Stored data entries
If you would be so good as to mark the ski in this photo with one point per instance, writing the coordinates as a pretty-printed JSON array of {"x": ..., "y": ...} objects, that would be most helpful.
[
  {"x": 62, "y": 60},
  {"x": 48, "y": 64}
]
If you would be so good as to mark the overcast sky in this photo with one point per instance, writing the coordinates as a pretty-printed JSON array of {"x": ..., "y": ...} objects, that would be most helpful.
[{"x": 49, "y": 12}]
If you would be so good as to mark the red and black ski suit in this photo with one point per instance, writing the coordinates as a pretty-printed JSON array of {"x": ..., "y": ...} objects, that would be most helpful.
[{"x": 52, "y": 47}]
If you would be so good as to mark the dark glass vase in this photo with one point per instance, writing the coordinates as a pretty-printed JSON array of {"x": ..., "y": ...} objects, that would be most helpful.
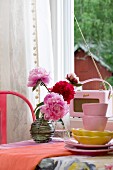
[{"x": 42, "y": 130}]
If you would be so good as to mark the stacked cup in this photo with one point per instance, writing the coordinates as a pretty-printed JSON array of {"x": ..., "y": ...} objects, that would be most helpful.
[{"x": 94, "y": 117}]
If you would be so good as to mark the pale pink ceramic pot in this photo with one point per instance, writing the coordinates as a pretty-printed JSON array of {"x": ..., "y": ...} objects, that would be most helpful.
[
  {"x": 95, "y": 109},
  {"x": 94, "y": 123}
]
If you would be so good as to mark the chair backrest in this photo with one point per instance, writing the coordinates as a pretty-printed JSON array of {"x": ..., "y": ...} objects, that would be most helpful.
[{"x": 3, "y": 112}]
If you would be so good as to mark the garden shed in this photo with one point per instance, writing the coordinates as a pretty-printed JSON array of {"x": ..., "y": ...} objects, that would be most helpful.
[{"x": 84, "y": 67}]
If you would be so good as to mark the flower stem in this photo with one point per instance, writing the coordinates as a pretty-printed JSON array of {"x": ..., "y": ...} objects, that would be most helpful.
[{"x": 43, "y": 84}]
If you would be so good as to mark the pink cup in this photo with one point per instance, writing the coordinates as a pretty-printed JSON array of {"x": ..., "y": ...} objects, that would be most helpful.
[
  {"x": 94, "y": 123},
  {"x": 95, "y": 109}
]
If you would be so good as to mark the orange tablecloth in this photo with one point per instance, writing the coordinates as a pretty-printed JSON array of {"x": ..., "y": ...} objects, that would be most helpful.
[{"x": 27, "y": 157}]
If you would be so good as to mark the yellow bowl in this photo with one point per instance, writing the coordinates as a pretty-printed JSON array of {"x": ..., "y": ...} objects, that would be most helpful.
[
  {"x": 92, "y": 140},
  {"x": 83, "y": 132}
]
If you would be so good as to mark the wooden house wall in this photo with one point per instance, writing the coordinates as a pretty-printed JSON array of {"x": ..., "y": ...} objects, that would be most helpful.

◆ **What is expected**: Reproduce exactly the lines from the one containing "If you would be so good as to mark the pink" through the last line of the records above, including both, and nothing else.

◆ **Response to this task**:
If you would be so good as to mark the pink cup in this photo with one point per instance, writing the coordinates as a pretty-printed JSON array of {"x": ..., "y": ...} objects, that would be most helpful.
[
  {"x": 94, "y": 123},
  {"x": 95, "y": 109}
]
If you would be so good as to mark the orange tablecloth in this photo with one point per instance, writing the coordinates as a pretty-printed JSON array of {"x": ..., "y": ...} objects, that would be most helpful.
[{"x": 27, "y": 157}]
If you would be so good as to mark the yellow bowl in this photo with one point per instance, writing the coordinates as a pretty-printed JSON array of {"x": ..., "y": ...} objects, that would be most helpful.
[
  {"x": 92, "y": 140},
  {"x": 83, "y": 132}
]
If you would be so good as to mark the wooden house wall in this photo with one point per instance, writing the coordinates as a pretty-printed JSON array of {"x": ..., "y": ...} objects, that would be most helpful.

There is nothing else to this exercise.